[Recorded data]
+++++

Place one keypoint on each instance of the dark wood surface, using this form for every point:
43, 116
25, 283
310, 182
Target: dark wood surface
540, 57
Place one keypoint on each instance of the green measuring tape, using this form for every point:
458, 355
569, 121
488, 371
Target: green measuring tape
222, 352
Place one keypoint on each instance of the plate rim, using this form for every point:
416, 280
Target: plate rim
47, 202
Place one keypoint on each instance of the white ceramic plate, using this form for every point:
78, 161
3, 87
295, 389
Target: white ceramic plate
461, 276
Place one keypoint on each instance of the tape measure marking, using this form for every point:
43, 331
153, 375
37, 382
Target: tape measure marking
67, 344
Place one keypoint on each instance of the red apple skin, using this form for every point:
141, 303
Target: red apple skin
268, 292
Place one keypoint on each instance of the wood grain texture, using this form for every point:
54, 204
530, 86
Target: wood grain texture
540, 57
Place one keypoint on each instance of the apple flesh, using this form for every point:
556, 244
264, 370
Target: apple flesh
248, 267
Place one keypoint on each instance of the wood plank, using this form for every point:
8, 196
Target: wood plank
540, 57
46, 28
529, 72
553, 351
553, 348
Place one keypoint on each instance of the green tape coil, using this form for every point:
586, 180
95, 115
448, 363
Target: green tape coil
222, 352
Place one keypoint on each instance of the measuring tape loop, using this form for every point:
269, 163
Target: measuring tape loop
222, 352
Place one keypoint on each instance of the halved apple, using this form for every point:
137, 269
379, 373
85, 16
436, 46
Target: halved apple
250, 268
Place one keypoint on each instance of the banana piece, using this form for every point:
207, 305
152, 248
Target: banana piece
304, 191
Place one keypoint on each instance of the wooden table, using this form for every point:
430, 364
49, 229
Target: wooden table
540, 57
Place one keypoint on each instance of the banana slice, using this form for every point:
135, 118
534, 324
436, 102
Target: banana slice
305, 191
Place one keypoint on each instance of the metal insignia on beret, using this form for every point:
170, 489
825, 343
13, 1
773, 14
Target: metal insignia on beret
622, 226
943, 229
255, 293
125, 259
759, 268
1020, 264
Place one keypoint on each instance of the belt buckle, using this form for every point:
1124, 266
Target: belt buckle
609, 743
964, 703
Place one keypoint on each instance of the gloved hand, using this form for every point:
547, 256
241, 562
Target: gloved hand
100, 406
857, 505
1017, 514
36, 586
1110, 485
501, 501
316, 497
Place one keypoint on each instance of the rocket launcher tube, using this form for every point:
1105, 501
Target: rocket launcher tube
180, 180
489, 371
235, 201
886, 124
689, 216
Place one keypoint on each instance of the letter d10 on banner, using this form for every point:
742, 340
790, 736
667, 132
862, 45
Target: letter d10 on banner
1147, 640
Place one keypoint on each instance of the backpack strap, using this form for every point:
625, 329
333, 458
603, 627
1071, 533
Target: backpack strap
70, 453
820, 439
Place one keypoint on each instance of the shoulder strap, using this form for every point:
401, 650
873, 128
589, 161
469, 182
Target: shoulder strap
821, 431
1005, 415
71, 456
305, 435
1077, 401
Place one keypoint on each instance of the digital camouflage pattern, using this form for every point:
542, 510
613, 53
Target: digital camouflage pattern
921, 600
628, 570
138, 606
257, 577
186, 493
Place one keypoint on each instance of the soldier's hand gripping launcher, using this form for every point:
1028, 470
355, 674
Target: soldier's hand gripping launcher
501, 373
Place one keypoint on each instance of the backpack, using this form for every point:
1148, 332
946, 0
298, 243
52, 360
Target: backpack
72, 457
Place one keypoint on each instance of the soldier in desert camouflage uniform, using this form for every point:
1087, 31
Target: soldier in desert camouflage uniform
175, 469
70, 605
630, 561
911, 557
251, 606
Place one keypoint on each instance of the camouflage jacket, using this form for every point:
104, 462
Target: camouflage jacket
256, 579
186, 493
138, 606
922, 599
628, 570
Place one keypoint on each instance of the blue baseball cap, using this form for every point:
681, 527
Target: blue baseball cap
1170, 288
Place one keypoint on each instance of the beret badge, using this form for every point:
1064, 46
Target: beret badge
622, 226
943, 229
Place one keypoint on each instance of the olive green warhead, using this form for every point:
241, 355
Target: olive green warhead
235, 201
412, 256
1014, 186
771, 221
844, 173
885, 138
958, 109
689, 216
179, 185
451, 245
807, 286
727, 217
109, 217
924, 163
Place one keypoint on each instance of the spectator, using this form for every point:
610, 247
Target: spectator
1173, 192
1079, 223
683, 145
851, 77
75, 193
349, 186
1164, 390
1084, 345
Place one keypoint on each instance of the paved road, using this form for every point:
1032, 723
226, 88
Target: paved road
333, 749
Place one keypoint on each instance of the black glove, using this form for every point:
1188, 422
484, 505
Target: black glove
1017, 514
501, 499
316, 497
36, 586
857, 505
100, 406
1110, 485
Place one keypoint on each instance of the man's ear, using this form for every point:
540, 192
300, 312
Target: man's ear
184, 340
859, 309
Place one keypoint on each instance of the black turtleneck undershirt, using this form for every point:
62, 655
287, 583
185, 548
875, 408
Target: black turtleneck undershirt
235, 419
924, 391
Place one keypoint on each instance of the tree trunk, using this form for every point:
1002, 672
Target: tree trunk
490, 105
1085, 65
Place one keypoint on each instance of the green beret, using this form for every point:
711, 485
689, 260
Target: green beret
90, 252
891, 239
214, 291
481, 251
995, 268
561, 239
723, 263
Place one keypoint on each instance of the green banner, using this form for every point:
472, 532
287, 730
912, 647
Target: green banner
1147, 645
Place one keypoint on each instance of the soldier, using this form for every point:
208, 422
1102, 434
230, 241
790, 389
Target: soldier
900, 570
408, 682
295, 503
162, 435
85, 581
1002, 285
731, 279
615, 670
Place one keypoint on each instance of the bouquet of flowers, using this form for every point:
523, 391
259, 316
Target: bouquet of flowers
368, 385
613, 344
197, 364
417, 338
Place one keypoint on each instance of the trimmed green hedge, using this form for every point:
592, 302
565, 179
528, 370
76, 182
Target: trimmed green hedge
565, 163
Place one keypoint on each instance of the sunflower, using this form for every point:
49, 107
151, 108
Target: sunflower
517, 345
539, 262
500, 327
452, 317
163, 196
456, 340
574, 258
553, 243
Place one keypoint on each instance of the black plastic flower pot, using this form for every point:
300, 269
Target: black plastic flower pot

+++++

■ WHAT THIS TASK INVOLVES
Check every line of the records, and copy the ones that hold the word "plastic".

■ ANSWER BOX
Place one keypoint on each instance of the black plastic flower pot, using this form for every point:
Target: black plastic flower pot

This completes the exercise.